* Task to complete
Could you set down the listing below exactly, leaving out its pictures?
━━━━━━
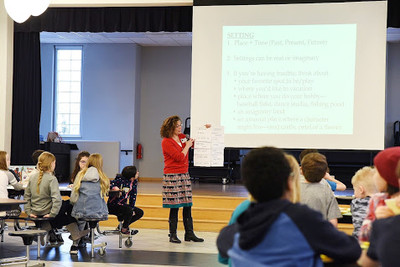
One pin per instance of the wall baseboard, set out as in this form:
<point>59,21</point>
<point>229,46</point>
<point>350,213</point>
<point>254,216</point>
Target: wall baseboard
<point>150,179</point>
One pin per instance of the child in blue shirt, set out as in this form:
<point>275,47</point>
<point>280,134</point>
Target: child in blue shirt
<point>122,199</point>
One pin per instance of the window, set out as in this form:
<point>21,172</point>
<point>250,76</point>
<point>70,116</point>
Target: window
<point>68,76</point>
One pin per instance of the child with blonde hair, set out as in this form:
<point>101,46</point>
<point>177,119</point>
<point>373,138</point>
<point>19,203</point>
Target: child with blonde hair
<point>44,200</point>
<point>364,188</point>
<point>294,165</point>
<point>88,192</point>
<point>90,188</point>
<point>42,192</point>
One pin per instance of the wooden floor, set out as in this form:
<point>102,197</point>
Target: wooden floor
<point>198,188</point>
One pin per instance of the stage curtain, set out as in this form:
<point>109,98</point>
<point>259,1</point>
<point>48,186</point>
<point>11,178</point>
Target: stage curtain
<point>128,19</point>
<point>27,67</point>
<point>27,97</point>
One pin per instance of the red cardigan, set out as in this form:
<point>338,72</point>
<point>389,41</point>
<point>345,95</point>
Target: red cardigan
<point>174,160</point>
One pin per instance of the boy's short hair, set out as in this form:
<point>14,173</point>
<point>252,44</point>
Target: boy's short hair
<point>314,167</point>
<point>364,177</point>
<point>36,154</point>
<point>305,152</point>
<point>128,172</point>
<point>265,173</point>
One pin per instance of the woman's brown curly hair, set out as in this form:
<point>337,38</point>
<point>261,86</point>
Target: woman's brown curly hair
<point>168,126</point>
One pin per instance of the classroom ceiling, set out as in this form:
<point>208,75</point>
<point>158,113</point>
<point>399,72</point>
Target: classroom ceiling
<point>139,38</point>
<point>144,38</point>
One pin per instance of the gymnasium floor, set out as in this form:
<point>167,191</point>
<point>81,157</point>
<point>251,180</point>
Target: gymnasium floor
<point>150,248</point>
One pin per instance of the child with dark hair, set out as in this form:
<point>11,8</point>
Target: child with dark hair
<point>314,194</point>
<point>330,180</point>
<point>123,191</point>
<point>273,231</point>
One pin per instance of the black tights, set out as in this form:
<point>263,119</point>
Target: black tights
<point>173,213</point>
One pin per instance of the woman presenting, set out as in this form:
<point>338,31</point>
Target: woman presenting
<point>177,187</point>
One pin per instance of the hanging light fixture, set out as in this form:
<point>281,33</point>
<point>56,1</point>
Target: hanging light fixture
<point>21,10</point>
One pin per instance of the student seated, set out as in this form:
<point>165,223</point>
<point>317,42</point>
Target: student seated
<point>386,183</point>
<point>44,200</point>
<point>364,188</point>
<point>330,180</point>
<point>385,235</point>
<point>122,199</point>
<point>275,232</point>
<point>295,198</point>
<point>80,163</point>
<point>313,193</point>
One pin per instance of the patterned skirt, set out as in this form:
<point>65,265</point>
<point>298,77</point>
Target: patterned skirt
<point>177,190</point>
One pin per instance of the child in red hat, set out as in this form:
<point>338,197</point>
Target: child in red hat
<point>386,182</point>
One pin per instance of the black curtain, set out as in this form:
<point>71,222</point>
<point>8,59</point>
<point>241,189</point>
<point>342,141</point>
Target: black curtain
<point>27,97</point>
<point>127,19</point>
<point>27,86</point>
<point>27,76</point>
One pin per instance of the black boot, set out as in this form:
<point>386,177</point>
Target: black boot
<point>189,234</point>
<point>173,238</point>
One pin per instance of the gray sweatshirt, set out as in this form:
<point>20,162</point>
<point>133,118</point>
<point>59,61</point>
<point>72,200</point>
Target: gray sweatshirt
<point>91,175</point>
<point>48,200</point>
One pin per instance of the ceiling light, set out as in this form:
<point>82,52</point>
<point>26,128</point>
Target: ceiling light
<point>21,10</point>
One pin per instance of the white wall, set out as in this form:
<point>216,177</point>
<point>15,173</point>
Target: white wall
<point>392,90</point>
<point>158,86</point>
<point>108,94</point>
<point>165,91</point>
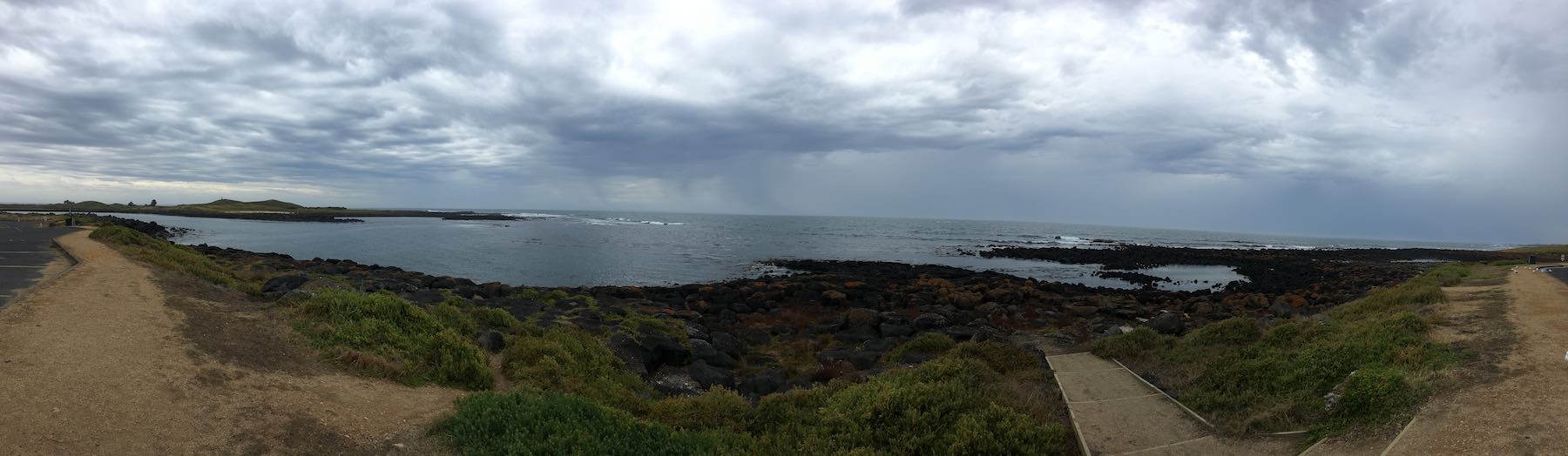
━━━━━━
* Response to this task
One pin per instance of the wall baseboard, set out as in this form:
<point>59,21</point>
<point>229,46</point>
<point>350,213</point>
<point>254,216</point>
Target: wall baseboard
<point>150,179</point>
One pin per instance of the child in blue shirt, set out as in this form:
<point>275,47</point>
<point>280,134</point>
Target: child in blue shirt
<point>122,199</point>
One pin per instance of the window, set out as in this form:
<point>21,172</point>
<point>250,76</point>
<point>70,116</point>
Target: window
<point>68,76</point>
One pin per instance of the child with blonde hair, set out as in this form:
<point>101,46</point>
<point>177,119</point>
<point>373,138</point>
<point>19,203</point>
Target: child with blonde hair
<point>44,200</point>
<point>364,188</point>
<point>294,165</point>
<point>88,192</point>
<point>90,188</point>
<point>42,192</point>
One pin per instance of the wooden floor, set out as in this form:
<point>102,197</point>
Target: wooden floor
<point>198,188</point>
One pin per instance of the stage curtain, set out as in this form:
<point>109,98</point>
<point>259,1</point>
<point>48,186</point>
<point>11,178</point>
Target: stage curtain
<point>128,19</point>
<point>27,67</point>
<point>27,97</point>
One pin per instance of the red cardigan, set out as in this form:
<point>338,72</point>
<point>389,41</point>
<point>345,95</point>
Target: red cardigan
<point>174,160</point>
One pin per instance of the boy's short hair, set out as in this form:
<point>14,173</point>
<point>252,44</point>
Target: boy's short hair
<point>314,167</point>
<point>364,177</point>
<point>36,154</point>
<point>305,152</point>
<point>128,172</point>
<point>265,173</point>
One pin per instance of the woman's brown curly hair, set out as in this form:
<point>337,38</point>
<point>261,86</point>
Target: woman's brown curly hair
<point>168,126</point>
One pin per instance of the classroom ceiling, set out as in this form:
<point>208,75</point>
<point>158,113</point>
<point>399,72</point>
Target: classroom ceiling
<point>139,38</point>
<point>144,38</point>
One pin per instance of the gymnasium floor, set out as in this form:
<point>167,191</point>
<point>81,157</point>
<point>251,180</point>
Target: gymnasium floor
<point>150,248</point>
One pin per instance of the child with dark hair, set out as in this form:
<point>11,8</point>
Target: child with dark hair
<point>314,194</point>
<point>330,180</point>
<point>123,191</point>
<point>273,231</point>
One pin per instance of the black tights, set out as in this form:
<point>263,119</point>
Target: black tights
<point>173,213</point>
One pin per instance of the woman presenting, set out as in this form:
<point>338,31</point>
Target: woman presenting
<point>177,187</point>
One pin per instance of the hanging light fixture, set out as in this form:
<point>281,33</point>
<point>56,1</point>
Target: hanging light fixture
<point>21,10</point>
One pin per instance of the student seated, set out as in this form:
<point>165,223</point>
<point>317,42</point>
Target: student seated
<point>386,183</point>
<point>44,200</point>
<point>364,188</point>
<point>330,180</point>
<point>385,235</point>
<point>122,199</point>
<point>275,232</point>
<point>295,198</point>
<point>80,163</point>
<point>313,193</point>
One pin per instance of the patterned skirt, set out as in this form:
<point>65,265</point>
<point>298,77</point>
Target: patterned skirt
<point>177,190</point>
One pin per instance of the child in red hat, set out as in this form:
<point>338,197</point>
Target: child in red hat
<point>386,182</point>
One pin per instance of the black curtain, set out as in this form:
<point>71,222</point>
<point>8,59</point>
<point>241,189</point>
<point>342,141</point>
Target: black curtain
<point>27,97</point>
<point>127,19</point>
<point>27,86</point>
<point>27,76</point>
One pin per instance of the black boot, set out as in this form:
<point>386,177</point>
Target: black boot
<point>189,234</point>
<point>173,238</point>
One pin per instance of the gray sweatshirt, set out as in this form:
<point>20,162</point>
<point>133,118</point>
<point>59,61</point>
<point>72,200</point>
Target: gray sweatshirt
<point>91,175</point>
<point>48,200</point>
One pin per instance of the ceiling light, set out as in this form:
<point>82,52</point>
<point>26,128</point>
Target: ceiling light
<point>21,10</point>
One pin per instance of the white wall, set out as in this form:
<point>216,177</point>
<point>15,173</point>
Target: white wall
<point>392,90</point>
<point>158,86</point>
<point>108,94</point>
<point>165,91</point>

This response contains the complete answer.